* _Exercise text_:
>>>>
Deputy features editor

You know how sometimes watching “Game of Thrones” — particularly during the last couple of seasons — can leave you muttering “yes, yes, get on with it!” when all the characters we know are eventually going to cross paths are still continents away from one another? Well, it doesn’t seem like we’ll be having any more episodes like that. “Stormborn,” Season 7’s second episode, was satisfyingly overstuffed with everything you could want — scheming, fighting, threatening, killing, graphic sex, even graphic surgery. There’s only 11 more of these to go and it seems like it’s full-speed ahead. A not-so-brief rundown …

Daenerys draws up her battle plans
We’ve got to start in Dragonstone, where Daenerys is plotting her takeover of King’s Landing. Not only is she in Westeros — finally! — but she’s there with Tyrion, Varys, Ellaria Sand, Olenna Tyrell, Yara and Theon Greyjoy. But before battle plans are laid out, Dany puts Varys on notice and wants to know where his true loyalties lie. She notes that he served her father, but also the man who overthrew her father. She notes that he helped marry her off to the Dothraki and went along with the plot to have her assassinated. Tyrion steps in to defend Varys from Daenerys’s accusations, but Varys is well-equipped to handle them himself.

“As long as I have my eyes, I’ll use them,” he says. For Varys, his smarts and cunning are what have allowed him to make it this far. He tells of his upbringing, sold as a slave and “carved up” as an offering. His true loyalties lie with the “people who suffer under despots and prosper under just rule.” He dedicates himself to her quest for the Iron Throne. She tells him that if he ever thinks she’s failing the people, just come up and tell her instead of conspiring behind her back. And then she leave him with this: “If you ever betray me, I’ll burn you alive.” There is something concerning about the daughter of the Mad King threatening to burn people alive…

(Helen Sloan/HBO)

Speaking of burning people alive, Melisandre shows up at Dragonstone, adding to the collection of characters finally on screen together. Dany and Melisandre exchange pleasantries in Valyrian and Varys points out that here’s another person who used to serve another king, in fact, the very king who last inhabited the castle they are in right now. Melisandre is here to talk about the Prince Who Was Promised, one of those ambiguous titles that gets all the fan theory people seriously worked up. (Pick a character, any character, and there’s probably someone on the Internet who thinks s/he is the Prince Who Was Promised.) Melisandre says this prince will be the one who brings the dawn and defeats darkness. Daenerys would love to help but if it’s a prince you’re looking for, she is not the one. Ah, but then Missandei helpfully explains that the noun Melisandre used to describe this Prince Who Was Promised has no gender, so the translation was muddled. (Gender pronouns, problematic in any universe at any time.) So could Dany be the One Who Was Promised? Mayyybe, says Melisandre. She at least has a role to play, as does Jon Snow.

Melisandre speaks of Jon Snow’s impressive résumé — former Lord Commander of Night’s Watch, King in the North, united wildlings and men. She leaves out some of the other stuff — came face to face with the Night King, died and was resurrected — because she wants to leave him with some fresh material for when he comes to visit Dany. Tyrion speaks highly of Jon and his character, and notes that he would be a valuable ally and that he has every reason to hate Cersei more than anyone. Dany agrees to meet with this Jon Snow and sends a raven with an invitation to Dragonstone — where he will be expected to bend the knee.
<<<<
[Items stored from a collection]
>>>>
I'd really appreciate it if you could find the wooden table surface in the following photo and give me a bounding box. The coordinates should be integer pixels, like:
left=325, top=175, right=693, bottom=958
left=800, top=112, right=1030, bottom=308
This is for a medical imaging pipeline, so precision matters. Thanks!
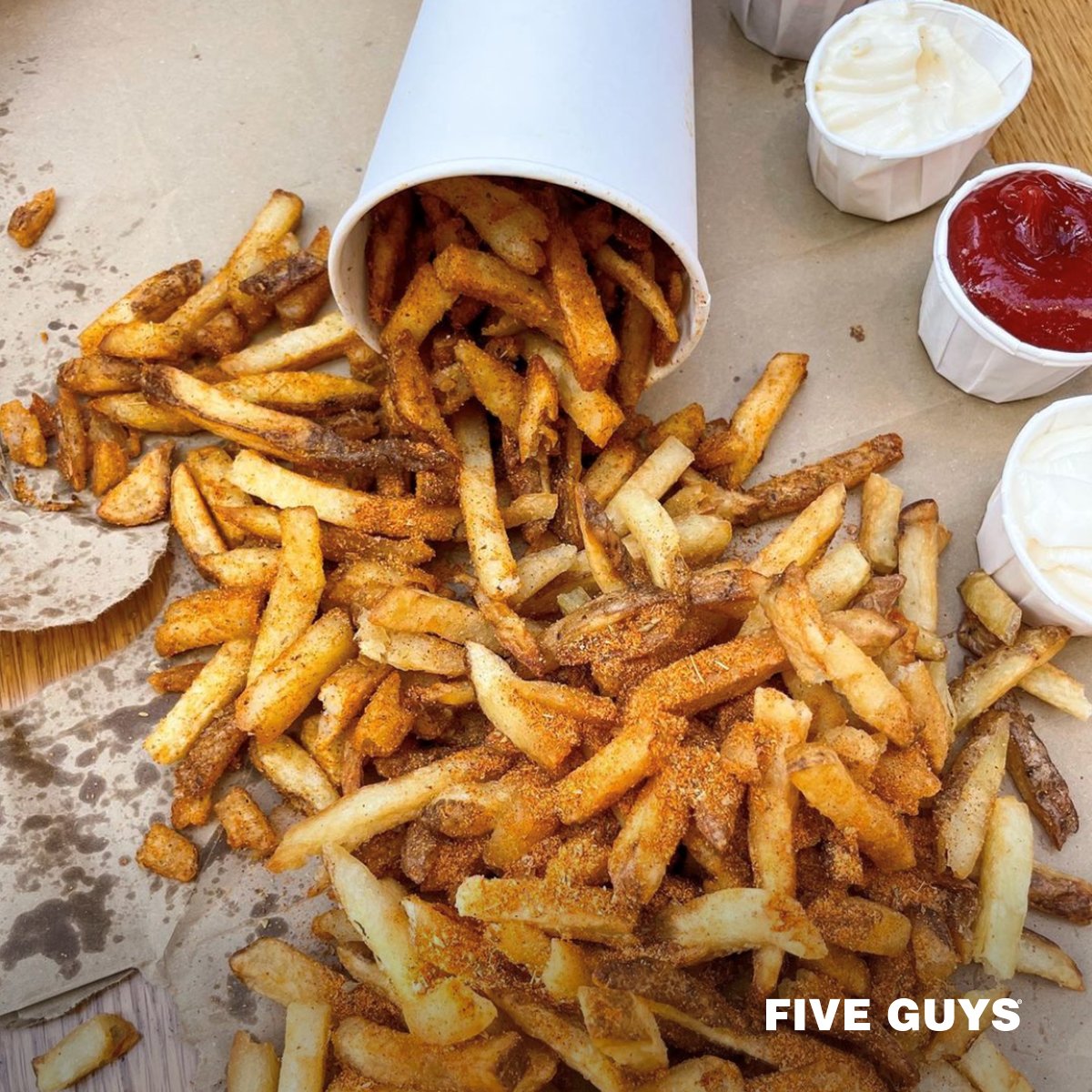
left=0, top=0, right=1092, bottom=1092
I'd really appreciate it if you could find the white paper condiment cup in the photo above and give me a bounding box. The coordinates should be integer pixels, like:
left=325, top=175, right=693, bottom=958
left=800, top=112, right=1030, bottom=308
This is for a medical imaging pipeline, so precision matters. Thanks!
left=329, top=0, right=710, bottom=382
left=804, top=0, right=1032, bottom=220
left=978, top=394, right=1092, bottom=637
left=728, top=0, right=867, bottom=61
left=917, top=163, right=1092, bottom=402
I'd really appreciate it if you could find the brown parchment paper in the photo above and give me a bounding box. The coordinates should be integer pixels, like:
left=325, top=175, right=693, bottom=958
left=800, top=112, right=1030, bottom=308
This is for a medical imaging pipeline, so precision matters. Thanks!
left=0, top=0, right=1092, bottom=1092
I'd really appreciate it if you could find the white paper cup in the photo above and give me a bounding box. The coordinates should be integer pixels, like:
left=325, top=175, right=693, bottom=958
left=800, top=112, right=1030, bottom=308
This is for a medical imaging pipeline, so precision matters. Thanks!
left=728, top=0, right=867, bottom=61
left=804, top=0, right=1032, bottom=220
left=917, top=163, right=1092, bottom=402
left=329, top=0, right=710, bottom=382
left=978, top=394, right=1092, bottom=637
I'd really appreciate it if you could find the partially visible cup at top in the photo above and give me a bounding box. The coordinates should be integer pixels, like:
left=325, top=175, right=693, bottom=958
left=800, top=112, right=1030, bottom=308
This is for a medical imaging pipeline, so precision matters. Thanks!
left=728, top=0, right=867, bottom=61
left=804, top=0, right=1032, bottom=220
left=329, top=0, right=710, bottom=383
left=978, top=395, right=1092, bottom=637
left=918, top=163, right=1092, bottom=402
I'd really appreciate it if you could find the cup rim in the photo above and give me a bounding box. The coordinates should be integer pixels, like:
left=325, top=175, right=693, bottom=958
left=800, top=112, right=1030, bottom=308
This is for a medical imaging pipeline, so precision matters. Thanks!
left=1000, top=394, right=1092, bottom=629
left=329, top=158, right=711, bottom=387
left=804, top=0, right=1032, bottom=163
left=933, top=163, right=1092, bottom=367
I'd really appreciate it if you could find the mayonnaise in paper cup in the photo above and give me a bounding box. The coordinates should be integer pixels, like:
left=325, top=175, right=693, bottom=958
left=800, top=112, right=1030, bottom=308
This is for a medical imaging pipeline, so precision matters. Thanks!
left=728, top=0, right=867, bottom=61
left=978, top=395, right=1092, bottom=637
left=329, top=0, right=710, bottom=383
left=917, top=163, right=1092, bottom=402
left=804, top=0, right=1032, bottom=220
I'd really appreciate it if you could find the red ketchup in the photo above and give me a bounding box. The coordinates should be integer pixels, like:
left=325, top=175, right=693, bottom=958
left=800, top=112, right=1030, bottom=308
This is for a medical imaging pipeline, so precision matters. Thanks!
left=948, top=170, right=1092, bottom=353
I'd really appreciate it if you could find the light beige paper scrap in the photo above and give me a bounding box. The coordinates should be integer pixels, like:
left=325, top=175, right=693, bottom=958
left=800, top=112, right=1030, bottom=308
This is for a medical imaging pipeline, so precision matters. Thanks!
left=0, top=0, right=1092, bottom=1092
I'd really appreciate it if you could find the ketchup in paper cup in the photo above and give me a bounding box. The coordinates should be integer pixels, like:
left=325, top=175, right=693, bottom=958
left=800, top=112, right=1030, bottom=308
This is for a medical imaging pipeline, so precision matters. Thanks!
<<<<
* _Work instructions_:
1 > According to the episode recap, why was the translation of Melisandre's words about the Prince Who Was Promised muddled? Answer in one to three sentences.
2 > Transcribe the episode recap from "Daenerys draws up" to "handle them himself.".

* _Solution list_:
1 > Missandei explains that the noun Melisandre used to describe the Prince Who Was Promised has no gender. Translating it as "prince" therefore muddled its meaning.

2 >
Daenerys draws up her battle plans
We’ve got to start in Dragonstone, where Daenerys is plotting her takeover of King’s Landing. Not only is she in Westeros — finally! — but she’s there with Tyrion, Varys, Ellaria Sand, Olenna Tyrell, Yara and Theon Greyjoy. But before battle plans are laid out, Dany puts Varys on notice and wants to know where his true loyalties lie. She notes that he served her father, but also the man who overthrew her father. She notes that he helped marry her off to the Dothraki and went along with the plot to have her assassinated. Tyrion steps in to defend Varys from Daenerys’s accusations, but Varys is well-equipped to handle them himself.